Labeled-object pointing items:
════════════════
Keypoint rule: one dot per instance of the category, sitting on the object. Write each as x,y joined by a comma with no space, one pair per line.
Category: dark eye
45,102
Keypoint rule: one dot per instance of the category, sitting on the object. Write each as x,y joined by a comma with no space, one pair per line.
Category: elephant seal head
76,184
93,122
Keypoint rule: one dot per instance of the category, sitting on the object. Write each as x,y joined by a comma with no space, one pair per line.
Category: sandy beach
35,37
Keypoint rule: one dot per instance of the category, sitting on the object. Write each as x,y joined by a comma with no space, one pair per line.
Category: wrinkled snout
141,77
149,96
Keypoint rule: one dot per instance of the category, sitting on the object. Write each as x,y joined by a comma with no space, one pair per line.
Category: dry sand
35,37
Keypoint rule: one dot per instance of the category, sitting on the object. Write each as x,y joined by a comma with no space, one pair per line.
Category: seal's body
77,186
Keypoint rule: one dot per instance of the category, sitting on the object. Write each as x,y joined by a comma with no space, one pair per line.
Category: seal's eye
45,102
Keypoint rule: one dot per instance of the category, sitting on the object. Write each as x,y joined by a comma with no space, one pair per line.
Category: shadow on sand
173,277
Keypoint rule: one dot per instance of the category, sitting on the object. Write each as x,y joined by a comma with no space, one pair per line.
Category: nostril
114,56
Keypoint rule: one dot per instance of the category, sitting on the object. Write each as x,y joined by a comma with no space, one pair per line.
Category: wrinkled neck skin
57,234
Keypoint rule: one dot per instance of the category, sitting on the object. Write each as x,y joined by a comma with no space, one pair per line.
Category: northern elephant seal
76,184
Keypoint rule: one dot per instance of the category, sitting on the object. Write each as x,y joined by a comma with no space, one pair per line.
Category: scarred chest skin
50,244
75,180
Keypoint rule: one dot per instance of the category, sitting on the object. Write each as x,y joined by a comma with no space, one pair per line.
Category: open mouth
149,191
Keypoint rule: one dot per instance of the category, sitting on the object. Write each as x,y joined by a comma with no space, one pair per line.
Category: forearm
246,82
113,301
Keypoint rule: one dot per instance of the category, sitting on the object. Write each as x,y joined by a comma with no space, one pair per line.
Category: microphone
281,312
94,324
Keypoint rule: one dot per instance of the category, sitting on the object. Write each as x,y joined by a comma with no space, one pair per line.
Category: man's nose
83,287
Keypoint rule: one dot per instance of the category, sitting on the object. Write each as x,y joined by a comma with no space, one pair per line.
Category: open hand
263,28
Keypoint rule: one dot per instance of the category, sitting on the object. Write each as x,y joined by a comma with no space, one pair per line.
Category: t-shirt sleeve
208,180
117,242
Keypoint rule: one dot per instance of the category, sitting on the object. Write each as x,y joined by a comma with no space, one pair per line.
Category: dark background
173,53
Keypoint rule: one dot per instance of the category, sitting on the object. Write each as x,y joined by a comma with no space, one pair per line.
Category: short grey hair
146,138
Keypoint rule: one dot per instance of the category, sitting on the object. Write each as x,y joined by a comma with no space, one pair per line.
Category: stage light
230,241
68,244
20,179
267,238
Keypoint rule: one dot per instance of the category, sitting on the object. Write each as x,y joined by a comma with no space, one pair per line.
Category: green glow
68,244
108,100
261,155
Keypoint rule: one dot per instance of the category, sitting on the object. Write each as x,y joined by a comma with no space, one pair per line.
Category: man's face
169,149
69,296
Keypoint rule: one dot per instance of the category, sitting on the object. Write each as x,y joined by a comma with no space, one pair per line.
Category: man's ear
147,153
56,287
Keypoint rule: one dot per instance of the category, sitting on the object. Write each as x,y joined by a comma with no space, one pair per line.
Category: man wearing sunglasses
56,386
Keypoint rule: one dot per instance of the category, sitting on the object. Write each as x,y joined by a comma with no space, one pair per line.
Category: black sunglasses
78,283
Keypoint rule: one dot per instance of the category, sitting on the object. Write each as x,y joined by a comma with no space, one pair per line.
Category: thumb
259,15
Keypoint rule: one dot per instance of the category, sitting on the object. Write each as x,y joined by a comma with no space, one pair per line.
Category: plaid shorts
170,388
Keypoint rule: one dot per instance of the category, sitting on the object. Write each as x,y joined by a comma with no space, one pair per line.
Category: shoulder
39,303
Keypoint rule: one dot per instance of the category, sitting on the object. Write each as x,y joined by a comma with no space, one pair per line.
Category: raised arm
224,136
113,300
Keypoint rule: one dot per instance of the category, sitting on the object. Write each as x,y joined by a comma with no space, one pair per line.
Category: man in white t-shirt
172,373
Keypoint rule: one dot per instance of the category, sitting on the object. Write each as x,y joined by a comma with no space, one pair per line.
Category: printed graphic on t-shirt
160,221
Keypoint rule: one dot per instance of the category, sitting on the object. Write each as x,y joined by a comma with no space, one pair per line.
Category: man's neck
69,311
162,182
════════════════
§ **Task directions**
Report every line of the items above that contains the word "dark", copying each line in full. Treat uppercase and lowercase as different.

§ **Answer to the exercise**
Category: dark eye
Category: dark background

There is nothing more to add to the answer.